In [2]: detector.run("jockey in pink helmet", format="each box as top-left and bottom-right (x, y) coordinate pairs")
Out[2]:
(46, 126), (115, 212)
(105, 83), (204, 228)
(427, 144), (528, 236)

+++++

_What to do_
Reproduce every row above verbatim, with no changes.

_Output below_
In [2]: detector.run("jockey in pink helmet", format="each box as top-left and bottom-right (x, y) coordinate pairs")
Out[2]:
(46, 126), (115, 212)
(105, 83), (204, 228)
(427, 144), (528, 236)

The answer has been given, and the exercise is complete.